-- start Given text --

Small bit of housekeeping: If you like the show, please rate and review us on Apple Podcasts. We’re considered a “philosophy” podcast and we’d like to bring our brand of cultural studies and critical theory to the top pages of the Apple Philosophy Podcast page. We can’t do it without your help. Thanks!

For this very special episode we were in conversation with the poet Roger Reeves. Listeners of the show will remember Reeves from Episode 8, where we spent the majority of the episode examining his poem “Domestic Violence.”

Reeves joined us to discuss poetry, protests, and his recent essay in The Yale Review, “The Uses of Memory.” We were overjoyed to converse with such a dynamic interlocutor and we look forward to continuing the conversation. Amidst all the chaos and confusion that the nation has been going through, Reeves thoughtful examination of a concept like ecstasy provides a useful and necessary heuristic for balancing the difficult and sometimes contradictory forces at work in contemporary culture. After we said goodbye to Reeves, we continued the conversation and tried to tie Reeves’ work within the frame of the questions that our show has been focused on from the outset: what is the basis and value for critical thought? How can one establish a strong appeal to norms or morals without relying on a metaphysics of presence? These questions will continue to animate our discussions and we look forward to the next opportunity we’ll have to think along side Roger Reeves.

-- end Given text --

### Set tasks
1 > Reproduce the part of the podcast episode description starting at "Small bit of" and ending at "your help. Thanks!".
2 > According to the podcast episode description, which poem by Roger Reeves was the focus of Episode 8?
3 > Carry the podcast episode description forward from its final sentence.

-- start Information provided --

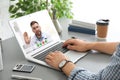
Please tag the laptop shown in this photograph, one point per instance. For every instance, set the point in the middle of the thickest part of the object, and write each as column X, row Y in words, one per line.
column 36, row 52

-- end Information provided --

### Answers per task
1 >
Small bit of housekeeping: If you like the show, please rate and review us on Apple Podcasts. We’re considered a “philosophy” podcast and we’d like to bring our brand of cultural studies and critical theory to the top pages of the Apple Philosophy Podcast page. We can’t do it without your help. Thanks!

2 > "Domestic Violence."

3 >
Below is the written version of the intro we put together for Roger. We hope you enjoy this conversation as much as we did while having it:

Our subject today is poetry. What is it. Where is it. Why must it. Ezra Pound said of his epic The Cantos - that the epic is poem containing history; of his work as a whole, in Canto 116, he wrote “the beauty is not the madness / tho my errors and wrecks lie about me / I cannot make it cohere.” T.S. Eliot said of the the lyric poem that it is neither “didactic nor narrative, nor animating any other social purpose” — it is the poet’s expression of the pursuit of pure verse, “an obscure impulse.” Theodore Adorno, contrary to Eliot, says “Today, when individual expression, which is the precondition for the conception of lyric poetry, seems shaken to its very core in the crisis of the individual, the collective undercurrent in the lyric surfaces in the most diverse places: first merely as the ferment of individual expression and then perhaps also as an anticipation of a situation that transcends mere individuality in a positive way.” Adorno argues that the lyric expresses the universal experience of no universality, and this negative expression may become the basis of a radical version of sociality.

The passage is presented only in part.